── Lesetext

Den Islam richtig kennenlernen (24)
In diesem Beitrag möchten wir erklären, wieso der Mensch nicht die ganze Wahrheit Gottes erfassen kann.
Im letzten Teil sagten wir bereits, dass der Mensch nicht an eine vollständige Kenntnis über das Wesen Gottes gelangen kann, weil das Wesen Gottes unbegrenzt ist, während uns Menschen Schranken auferlegt sind. Es gibt nichts in der Welt, was Gott gleichen würde und da der Mensch sich nichts vorstellen kann, was Gottes Wesen ähnelt, kann er auch nicht vollständig die Wahrheit Seines Wesens erschließen.

────

### [Aufgabe]
Aus welchem Grund kann der Mensch laut dem Lesetext keine vollständige Kenntnis über das Wesen Gottes erlangen?

── Daten

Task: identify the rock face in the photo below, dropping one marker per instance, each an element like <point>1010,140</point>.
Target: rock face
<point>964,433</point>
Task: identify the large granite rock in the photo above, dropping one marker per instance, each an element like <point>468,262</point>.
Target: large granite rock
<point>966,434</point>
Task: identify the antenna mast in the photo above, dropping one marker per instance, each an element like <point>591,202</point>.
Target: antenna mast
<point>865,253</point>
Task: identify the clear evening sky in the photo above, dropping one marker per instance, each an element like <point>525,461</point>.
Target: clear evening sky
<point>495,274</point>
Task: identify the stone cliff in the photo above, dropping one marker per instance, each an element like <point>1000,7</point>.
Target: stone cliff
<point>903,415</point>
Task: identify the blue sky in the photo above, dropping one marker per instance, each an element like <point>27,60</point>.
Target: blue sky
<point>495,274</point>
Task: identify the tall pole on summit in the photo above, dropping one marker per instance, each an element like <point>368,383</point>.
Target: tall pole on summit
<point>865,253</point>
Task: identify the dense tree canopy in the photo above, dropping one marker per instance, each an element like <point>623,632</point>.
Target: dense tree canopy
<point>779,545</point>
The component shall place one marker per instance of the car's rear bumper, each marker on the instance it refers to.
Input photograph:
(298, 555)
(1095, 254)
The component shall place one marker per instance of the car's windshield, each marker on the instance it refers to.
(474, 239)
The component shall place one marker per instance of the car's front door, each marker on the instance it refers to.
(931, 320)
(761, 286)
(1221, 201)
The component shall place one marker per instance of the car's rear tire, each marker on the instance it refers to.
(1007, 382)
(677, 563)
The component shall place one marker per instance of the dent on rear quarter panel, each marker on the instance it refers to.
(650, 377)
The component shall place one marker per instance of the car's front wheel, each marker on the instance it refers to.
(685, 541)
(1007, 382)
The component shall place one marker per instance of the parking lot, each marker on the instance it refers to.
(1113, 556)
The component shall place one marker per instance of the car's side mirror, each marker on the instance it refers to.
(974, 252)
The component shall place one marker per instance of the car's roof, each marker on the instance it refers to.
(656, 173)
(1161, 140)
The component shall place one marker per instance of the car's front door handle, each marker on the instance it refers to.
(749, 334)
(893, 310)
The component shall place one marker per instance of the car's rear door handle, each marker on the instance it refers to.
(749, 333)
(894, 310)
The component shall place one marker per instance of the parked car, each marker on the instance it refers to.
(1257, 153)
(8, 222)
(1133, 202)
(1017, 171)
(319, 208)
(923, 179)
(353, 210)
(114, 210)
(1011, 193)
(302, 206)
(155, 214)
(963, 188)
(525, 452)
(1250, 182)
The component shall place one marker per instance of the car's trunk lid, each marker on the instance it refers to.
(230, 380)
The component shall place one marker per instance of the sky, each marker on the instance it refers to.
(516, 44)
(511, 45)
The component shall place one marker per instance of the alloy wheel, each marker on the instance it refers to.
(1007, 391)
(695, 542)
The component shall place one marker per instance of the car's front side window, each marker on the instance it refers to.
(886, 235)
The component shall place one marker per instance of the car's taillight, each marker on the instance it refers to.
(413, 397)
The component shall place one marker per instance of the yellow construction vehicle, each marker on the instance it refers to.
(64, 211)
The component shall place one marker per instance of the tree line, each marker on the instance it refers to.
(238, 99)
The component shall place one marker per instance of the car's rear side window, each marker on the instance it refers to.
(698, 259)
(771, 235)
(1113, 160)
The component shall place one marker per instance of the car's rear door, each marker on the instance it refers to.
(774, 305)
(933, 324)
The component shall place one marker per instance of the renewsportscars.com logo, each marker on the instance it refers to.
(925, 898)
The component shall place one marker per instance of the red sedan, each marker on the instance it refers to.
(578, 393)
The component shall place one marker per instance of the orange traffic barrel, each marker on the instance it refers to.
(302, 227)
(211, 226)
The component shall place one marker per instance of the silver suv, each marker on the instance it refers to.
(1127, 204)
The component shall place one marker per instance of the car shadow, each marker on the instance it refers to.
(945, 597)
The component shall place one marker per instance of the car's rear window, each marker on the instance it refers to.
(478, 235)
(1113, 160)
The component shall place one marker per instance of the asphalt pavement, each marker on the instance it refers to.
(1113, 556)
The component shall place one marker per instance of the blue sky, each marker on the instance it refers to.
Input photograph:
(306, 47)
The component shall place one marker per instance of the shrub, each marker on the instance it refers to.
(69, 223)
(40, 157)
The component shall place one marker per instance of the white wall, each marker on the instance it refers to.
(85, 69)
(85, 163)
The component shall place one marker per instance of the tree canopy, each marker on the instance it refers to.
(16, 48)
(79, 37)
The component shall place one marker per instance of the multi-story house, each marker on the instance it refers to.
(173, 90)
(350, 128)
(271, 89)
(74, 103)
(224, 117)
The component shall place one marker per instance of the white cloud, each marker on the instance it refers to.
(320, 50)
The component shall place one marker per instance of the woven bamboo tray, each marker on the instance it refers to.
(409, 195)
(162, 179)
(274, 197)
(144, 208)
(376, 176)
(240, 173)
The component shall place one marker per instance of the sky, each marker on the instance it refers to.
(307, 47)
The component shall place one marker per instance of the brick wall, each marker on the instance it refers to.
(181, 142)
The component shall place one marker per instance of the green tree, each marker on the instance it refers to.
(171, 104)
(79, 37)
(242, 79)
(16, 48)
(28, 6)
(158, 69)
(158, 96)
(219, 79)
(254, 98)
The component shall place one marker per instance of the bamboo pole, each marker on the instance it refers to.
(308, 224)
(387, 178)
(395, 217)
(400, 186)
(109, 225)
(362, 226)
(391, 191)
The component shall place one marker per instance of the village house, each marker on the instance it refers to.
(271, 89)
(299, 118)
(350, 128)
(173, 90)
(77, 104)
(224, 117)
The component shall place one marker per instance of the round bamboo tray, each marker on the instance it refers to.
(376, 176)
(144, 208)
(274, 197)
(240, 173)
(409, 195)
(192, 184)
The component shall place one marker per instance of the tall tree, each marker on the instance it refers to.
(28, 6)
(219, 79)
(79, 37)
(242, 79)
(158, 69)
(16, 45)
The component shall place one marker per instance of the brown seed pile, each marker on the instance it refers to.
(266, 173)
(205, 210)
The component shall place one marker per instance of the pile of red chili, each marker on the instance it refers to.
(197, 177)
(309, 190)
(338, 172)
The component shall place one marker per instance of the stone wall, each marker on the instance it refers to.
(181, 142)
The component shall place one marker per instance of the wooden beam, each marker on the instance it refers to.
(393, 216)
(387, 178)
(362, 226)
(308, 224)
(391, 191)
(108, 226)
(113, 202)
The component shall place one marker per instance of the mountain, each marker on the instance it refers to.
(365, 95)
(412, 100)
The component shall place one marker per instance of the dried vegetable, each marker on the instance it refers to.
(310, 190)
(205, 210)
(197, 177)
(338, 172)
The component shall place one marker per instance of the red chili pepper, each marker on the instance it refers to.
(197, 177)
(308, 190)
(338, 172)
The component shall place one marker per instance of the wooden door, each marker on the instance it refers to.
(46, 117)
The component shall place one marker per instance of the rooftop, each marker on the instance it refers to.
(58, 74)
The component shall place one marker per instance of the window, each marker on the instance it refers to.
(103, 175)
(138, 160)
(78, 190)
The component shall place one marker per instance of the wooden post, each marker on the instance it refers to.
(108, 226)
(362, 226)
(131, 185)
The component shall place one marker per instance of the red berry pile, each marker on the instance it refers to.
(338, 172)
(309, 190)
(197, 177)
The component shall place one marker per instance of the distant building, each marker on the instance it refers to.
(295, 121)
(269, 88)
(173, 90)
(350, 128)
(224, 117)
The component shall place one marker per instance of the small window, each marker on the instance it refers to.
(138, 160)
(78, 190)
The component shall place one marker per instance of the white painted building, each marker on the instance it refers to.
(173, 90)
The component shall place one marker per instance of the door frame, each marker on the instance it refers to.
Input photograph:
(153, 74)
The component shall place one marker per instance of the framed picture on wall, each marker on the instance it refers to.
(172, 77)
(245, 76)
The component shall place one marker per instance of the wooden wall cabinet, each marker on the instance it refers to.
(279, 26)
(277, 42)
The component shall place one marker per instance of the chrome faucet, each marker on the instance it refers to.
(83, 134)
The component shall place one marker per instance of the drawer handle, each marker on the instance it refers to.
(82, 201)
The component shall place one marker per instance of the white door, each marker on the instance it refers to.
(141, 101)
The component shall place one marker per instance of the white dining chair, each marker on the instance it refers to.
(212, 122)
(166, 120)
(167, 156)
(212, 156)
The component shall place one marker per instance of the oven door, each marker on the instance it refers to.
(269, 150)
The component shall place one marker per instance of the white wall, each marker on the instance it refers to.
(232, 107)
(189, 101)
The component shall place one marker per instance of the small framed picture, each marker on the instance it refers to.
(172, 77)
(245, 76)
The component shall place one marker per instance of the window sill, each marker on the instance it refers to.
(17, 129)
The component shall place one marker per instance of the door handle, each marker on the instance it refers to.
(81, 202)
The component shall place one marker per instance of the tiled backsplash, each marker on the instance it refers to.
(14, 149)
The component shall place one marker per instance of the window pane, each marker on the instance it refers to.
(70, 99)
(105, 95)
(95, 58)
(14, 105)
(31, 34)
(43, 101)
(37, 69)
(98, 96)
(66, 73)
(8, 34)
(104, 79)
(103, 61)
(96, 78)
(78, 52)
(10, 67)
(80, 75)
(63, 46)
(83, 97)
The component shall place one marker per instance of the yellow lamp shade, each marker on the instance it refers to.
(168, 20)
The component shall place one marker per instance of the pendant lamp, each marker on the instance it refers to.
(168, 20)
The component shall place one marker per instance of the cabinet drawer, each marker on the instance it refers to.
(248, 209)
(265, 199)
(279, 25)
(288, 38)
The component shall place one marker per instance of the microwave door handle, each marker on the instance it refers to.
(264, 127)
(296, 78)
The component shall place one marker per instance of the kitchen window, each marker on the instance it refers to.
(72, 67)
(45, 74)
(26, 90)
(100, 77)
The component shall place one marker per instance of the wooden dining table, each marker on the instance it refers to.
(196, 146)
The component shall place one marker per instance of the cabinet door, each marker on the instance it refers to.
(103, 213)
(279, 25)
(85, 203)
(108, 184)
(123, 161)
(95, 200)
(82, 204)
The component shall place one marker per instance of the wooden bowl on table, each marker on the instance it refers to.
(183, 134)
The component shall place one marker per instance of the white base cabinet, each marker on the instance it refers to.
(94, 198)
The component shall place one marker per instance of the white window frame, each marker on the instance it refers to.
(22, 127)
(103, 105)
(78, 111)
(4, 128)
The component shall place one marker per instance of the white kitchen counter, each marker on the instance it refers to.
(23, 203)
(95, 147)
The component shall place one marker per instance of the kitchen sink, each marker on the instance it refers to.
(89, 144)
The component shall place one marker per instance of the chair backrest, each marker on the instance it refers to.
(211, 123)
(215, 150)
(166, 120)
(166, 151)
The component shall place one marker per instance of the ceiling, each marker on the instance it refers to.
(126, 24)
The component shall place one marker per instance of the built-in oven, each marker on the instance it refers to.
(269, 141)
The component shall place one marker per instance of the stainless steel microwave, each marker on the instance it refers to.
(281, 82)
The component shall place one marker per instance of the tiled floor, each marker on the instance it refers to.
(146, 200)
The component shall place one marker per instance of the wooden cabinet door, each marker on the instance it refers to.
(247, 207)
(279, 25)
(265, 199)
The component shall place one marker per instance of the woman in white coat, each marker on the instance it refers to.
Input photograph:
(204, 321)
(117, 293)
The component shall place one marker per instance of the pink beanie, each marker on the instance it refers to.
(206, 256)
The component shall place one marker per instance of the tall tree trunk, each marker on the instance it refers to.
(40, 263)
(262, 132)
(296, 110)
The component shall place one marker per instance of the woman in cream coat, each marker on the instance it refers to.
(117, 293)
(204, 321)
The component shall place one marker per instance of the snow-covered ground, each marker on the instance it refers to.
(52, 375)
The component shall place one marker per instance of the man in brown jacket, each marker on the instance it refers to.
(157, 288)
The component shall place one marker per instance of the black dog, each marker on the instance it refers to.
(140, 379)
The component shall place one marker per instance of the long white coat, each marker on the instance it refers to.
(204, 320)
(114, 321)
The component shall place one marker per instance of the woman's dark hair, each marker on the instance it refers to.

────

### [Lösung]
Weil das Wesen Gottes unbegrenzt ist, während dem Menschen Schranken auferlegt sind.